(Point-based annotation data)
————————
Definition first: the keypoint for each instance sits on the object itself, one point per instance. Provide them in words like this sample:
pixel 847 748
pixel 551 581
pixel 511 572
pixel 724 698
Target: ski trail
————————
Reproduce the material above, switching "ski trail" to "hiking trail" and leaving every other part unchanged.

Definition first: the keypoint for each instance sits on the object itself, one point per instance. Provide them in words like this sample:
pixel 847 748
pixel 551 581
pixel 511 572
pixel 724 698
Target: hiking trail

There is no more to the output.